Exercise tasks:
(a) According to the article on debt-ceiling risks, what are central banks doing now instead of buying bonds to keep rates low?
(b) Copy out the debt-ceiling article, beginning at the words "The defenestration of" and stopping after "deficits to come.".
(c) Extend the article on debt-ceiling risks, picking up after its last sentence.

Page excerpt:

==================================================

Oct 21, 2022 - Economy & Business

Debt ceiling hijinks just got riskier

Illustration of a nervous-looking Ben Franklin on a twenty dollar bill looking up at a metal ceiling

Illustration: Sarah Grillo/Axios

The defenestration of U.K. Prime Minister Liz Truss suggests that the risks of an American debt-ceiling standoff could be higher than when such tactics were last deployed.

Why it matters: Midterm elections in the U.S. could put Republicans in control of the House of Representatives. This raises the specter of a replay of the debt-ceiling brinkmanship that broke out roughly a decade ago.

  • But as the Truss debacle shows, today's market conditions could make for a more explosive result.

Driving the news: Truss' resignation Thursday came just weeks after her first fiscal plan provoked violent swings in the prices of British bonds and the pound.

Context: The Truss government badly misjudged the market backdrop, against which it unveiled plans for larger-than-expected tax cuts, which implied larger budget deficits to come.

  • For much of the last two decades, super-low inflation and the calming influence of central bank bond-buying programs kept markets relatively sedate, despite growing budget deficits.

Yes, but: Inflation has changed all that. Instead of buying bonds to keep rates low, central banks are reducing their holdings to push rates higher. That leaves market players on the hook to buy billions of dollars of additional government debt each month. If they're reluctant to do so, it results in higher yields and more violent market moves.

==================================================

Data for review:
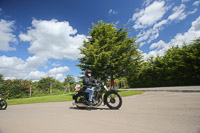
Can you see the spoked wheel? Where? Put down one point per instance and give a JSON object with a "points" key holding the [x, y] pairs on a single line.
{"points": [[80, 98], [3, 104], [114, 100]]}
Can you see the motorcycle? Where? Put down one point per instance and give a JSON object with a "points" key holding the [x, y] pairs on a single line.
{"points": [[3, 103], [102, 94]]}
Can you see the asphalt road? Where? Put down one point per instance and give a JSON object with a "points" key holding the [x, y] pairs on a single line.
{"points": [[151, 112]]}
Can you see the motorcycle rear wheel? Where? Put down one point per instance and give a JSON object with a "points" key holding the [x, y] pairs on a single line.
{"points": [[113, 100], [3, 104]]}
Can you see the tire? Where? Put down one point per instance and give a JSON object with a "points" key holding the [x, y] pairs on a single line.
{"points": [[113, 100], [80, 98], [3, 104]]}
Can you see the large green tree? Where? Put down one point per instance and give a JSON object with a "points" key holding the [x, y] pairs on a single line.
{"points": [[108, 52]]}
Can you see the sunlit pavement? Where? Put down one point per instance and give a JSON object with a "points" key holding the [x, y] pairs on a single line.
{"points": [[150, 112]]}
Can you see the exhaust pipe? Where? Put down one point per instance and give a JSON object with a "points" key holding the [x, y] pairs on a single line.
{"points": [[82, 105]]}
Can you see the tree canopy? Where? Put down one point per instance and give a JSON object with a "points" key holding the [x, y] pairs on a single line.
{"points": [[108, 52]]}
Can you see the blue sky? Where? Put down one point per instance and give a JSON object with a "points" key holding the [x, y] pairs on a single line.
{"points": [[40, 38]]}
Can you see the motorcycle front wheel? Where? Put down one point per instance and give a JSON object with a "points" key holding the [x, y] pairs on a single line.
{"points": [[114, 100], [3, 104]]}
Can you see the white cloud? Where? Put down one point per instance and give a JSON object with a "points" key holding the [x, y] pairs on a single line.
{"points": [[16, 68], [58, 70], [6, 35], [111, 11], [185, 1], [161, 23], [196, 3], [53, 39], [178, 13], [150, 19], [192, 34], [54, 64], [56, 73], [150, 15]]}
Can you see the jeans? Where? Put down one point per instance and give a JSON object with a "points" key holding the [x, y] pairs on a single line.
{"points": [[91, 92]]}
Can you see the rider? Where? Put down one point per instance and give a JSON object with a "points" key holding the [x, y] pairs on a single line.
{"points": [[88, 83]]}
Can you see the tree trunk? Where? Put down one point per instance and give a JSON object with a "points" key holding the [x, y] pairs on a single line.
{"points": [[112, 81]]}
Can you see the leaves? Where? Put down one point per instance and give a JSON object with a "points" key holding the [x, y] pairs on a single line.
{"points": [[108, 52]]}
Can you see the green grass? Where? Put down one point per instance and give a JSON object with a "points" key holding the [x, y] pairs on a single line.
{"points": [[58, 98]]}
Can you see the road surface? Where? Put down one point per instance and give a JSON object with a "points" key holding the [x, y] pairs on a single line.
{"points": [[150, 112]]}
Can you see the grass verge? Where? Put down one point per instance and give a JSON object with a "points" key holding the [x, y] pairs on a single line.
{"points": [[58, 98]]}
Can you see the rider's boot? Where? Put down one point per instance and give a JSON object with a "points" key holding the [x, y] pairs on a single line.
{"points": [[90, 103]]}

==================================================

Task-by-task results:
(a) They are reducing their holdings to push rates higher.

(b)
The defenestration of U.K. Prime Minister Liz Truss suggests that the risks of an American debt-ceiling standoff could be higher than when such tactics were last deployed.

Why it matters: Midterm elections in the U.S. could put Republicans in control of the House of Representatives. This raises the specter of a replay of the debt-ceiling brinkmanship that broke out roughly a decade ago.

  • But as the Truss debacle shows, today's market conditions could make for a more explosive result.

Driving the news: Truss' resignation Thursday came just weeks after her first fiscal plan provoked violent swings in the prices of British bonds and the pound.

Context: The Truss government badly misjudged the market backdrop, against which it unveiled plans for larger-than-expected tax cuts, which implied larger budget deficits to come.

(c)
Meanwhile: Republicans look poised to retake control of the House of Representatives in midterm elections next month — and with it the budgetary reins of the Federal government.

Flashback: After taking control of the House in 2010, Republicans used similar tactics, resulting in a series of budget standoffs.

Our thought bubble: In isolation, the damage from those debt-ceiling fights looks limited.

  • But remember, back in 2011, the Fed had interest rates pinned at almost zero.
  • The Fed was not dumping almost $100 billion of bonds on the market each month.
  • Inflation was nowhere near its current level of more than 8% annually.

The bottom line: Nobody knows what the real risks embedded in the bond market are right now — not even the Fed, whose officials were nervously asking around about it, per a New York Times report. A messy debt ceiling fight, or, outlandish as it may sound, a full-on default, would almost certainly reveal them.

  • And as Truss found out, the process could be unpleasant for politicians.